* [WHAT THIS TASK INVOLVES] Repeat the whole listing. Keep it exact.

[TASK INPUT]

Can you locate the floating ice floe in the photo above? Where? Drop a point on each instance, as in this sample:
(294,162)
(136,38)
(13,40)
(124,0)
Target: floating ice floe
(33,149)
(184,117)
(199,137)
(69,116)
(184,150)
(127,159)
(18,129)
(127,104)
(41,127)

[/TASK INPUT]

* [SOLUTION FOR THIS EXERCISE]
Can you locate the floating ice floe in the photo above? Where? Drop a point on each instance, as in this sample:
(294,162)
(136,38)
(13,40)
(124,0)
Target: floating ice floe
(33,149)
(184,117)
(199,137)
(69,116)
(184,150)
(127,159)
(18,129)
(127,104)
(41,127)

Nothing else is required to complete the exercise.